- [Problem to work on]:
Rewrite these lines, swapping "leaf" for "foliage" everywhere and changing nothing else. Leave the pictures out of your answer.

Object position labeling entries:
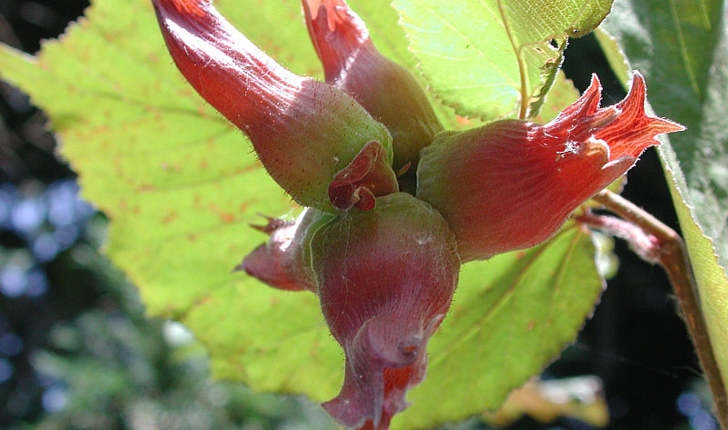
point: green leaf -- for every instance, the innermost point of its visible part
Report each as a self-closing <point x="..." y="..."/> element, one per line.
<point x="511" y="316"/>
<point x="687" y="75"/>
<point x="490" y="59"/>
<point x="181" y="185"/>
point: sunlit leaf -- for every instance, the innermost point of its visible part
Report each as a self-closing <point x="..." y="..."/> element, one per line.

- [The response]:
point: green foliage -- for every instance, the innermost point of its visible part
Report each as a self-closing <point x="..." y="..."/> element, one per line.
<point x="511" y="316"/>
<point x="687" y="75"/>
<point x="490" y="59"/>
<point x="181" y="185"/>
point: sunlit foliage -- for every instance, the innermost point of its visible part
Report each as a self-closing <point x="..." y="..."/> element, one per line.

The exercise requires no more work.